Transcribe each line below verbatim; pictures excluded.

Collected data
- - - - -
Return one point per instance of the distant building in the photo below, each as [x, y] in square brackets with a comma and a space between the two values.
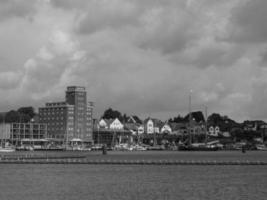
[71, 119]
[16, 132]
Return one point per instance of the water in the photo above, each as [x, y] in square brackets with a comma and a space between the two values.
[133, 182]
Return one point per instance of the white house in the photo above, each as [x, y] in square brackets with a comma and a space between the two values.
[116, 124]
[214, 131]
[166, 129]
[103, 124]
[150, 126]
[141, 129]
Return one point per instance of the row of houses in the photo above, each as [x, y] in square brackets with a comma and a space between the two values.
[149, 126]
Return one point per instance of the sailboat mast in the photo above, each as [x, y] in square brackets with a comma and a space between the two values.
[190, 119]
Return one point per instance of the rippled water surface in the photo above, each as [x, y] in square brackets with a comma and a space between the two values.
[132, 182]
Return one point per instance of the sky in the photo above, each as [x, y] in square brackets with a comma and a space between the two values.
[141, 57]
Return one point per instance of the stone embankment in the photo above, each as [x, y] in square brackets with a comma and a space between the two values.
[81, 160]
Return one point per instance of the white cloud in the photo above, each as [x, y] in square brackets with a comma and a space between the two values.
[140, 57]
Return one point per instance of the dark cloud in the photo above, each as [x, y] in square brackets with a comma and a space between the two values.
[249, 22]
[16, 8]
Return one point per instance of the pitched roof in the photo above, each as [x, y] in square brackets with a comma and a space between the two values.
[196, 116]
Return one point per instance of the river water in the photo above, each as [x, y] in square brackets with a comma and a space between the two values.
[42, 182]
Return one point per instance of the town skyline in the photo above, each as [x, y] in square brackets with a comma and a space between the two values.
[141, 58]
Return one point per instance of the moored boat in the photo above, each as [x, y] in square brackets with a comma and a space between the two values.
[7, 149]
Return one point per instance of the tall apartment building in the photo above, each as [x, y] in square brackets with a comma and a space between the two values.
[71, 119]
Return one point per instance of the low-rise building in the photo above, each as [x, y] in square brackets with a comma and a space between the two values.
[16, 132]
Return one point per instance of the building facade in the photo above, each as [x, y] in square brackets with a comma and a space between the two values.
[16, 132]
[71, 119]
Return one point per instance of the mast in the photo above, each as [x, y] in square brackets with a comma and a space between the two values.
[190, 118]
[206, 125]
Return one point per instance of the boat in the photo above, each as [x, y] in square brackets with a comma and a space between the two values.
[261, 147]
[7, 149]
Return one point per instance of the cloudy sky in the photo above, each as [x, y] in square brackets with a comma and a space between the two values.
[139, 57]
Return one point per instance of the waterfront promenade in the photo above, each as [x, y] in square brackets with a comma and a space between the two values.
[134, 182]
[137, 158]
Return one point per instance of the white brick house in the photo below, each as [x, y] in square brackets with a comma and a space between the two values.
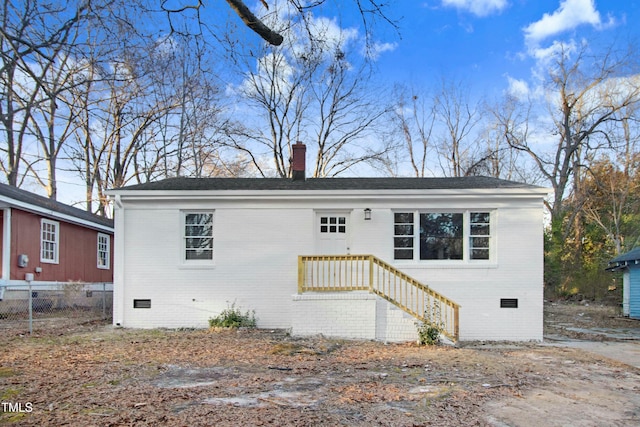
- - - - -
THE ANSWER:
Return one point per instance of the distant building in the photo below, each as [x, y] in square brackets with a comma and a space between the two values.
[71, 119]
[16, 132]
Return one point per instance of the water in the photo above, each as [x, y] in square brackets with a comma and a space between the two values.
[133, 182]
Return one point per instance of the white house in the photo above, each as [x, y] in square brackets with a comma and a space between the two values.
[116, 124]
[214, 131]
[166, 129]
[103, 124]
[150, 126]
[141, 129]
Return one point per instance of the row of houses in the photo above, each as [x, y] in square brackets with a comma and a space between the two values.
[149, 126]
Return one point per instance of the sailboat mast in the photo above, each as [x, y] in square brackets with a comma and a space between the two values.
[190, 119]
Return one point per instance of the rippled water surface in the photo above, each as [x, y] in square brackets with a comma and a space between the two values.
[132, 182]
Return one point per instance of the sky in the photo above, each as [x, y] in square brackets with a comma and a space between the two values.
[141, 57]
Return one point per instance of the stone embankment in the photo above, each as [x, y] in square brackets with a comma and a space between the two values.
[81, 160]
Return one point per instance of the white cloud in the photo above, each as [x, y] in square brackets with a comma and a space between the two values.
[140, 57]
Return one point per instance of the dark cloud in the photo above, each as [x, y] in square brackets with a comma and a space between the two values.
[249, 22]
[16, 8]
Return one point per instance of the pitched roof in the photo above, each as [x, y] in square brackets with a comma and a space between the two values.
[196, 116]
Return one point per instance of the river water in the photo above, each as [x, y] in square brackets with a comma and a space between the two values.
[42, 182]
Return one point per instance of the town skyline in the photo above, each as [x, y] in square brackets with a comma and a space between the two values.
[141, 58]
Return one point per instance of the moored boat in the photo above, each as [x, y] in square brackets with a comma and a space between the two values.
[7, 149]
Return one point per instance of the tall apartment building in the photo above, each as [x, y] in square brackets with a comma and a space between the two values.
[71, 119]
Return one point per instance of the low-rise building in the photo above, each as [x, y] in square brackets with a comma and a space between the two values.
[16, 132]
Return one point per instance of the building facade in the photo above, each as [x, y] in square brackets with a comma and a space between the two values.
[16, 132]
[71, 119]
Return one point per instance of the mast in the photo above, each as [x, y] in square brackets with a comma and a space between the two values.
[190, 118]
[206, 125]
Return one point per instance of the boat in the photo above, each as [x, y] in square brackets with a comma and a space between the two values.
[261, 147]
[7, 149]
Return one point per instance of the cloudy sky in the photo above, each as [x, y] in square brackets with a comma and a space between the two values.
[139, 57]
Return one point per instance of the waterfront promenade in the photo above, each as [x, y] in square brackets with a comma and a space between the two values.
[134, 182]
[137, 158]
Return one point per instance of the white brick house in the photo below, each as [x, y] in square brackets with a comma and a space between the two values.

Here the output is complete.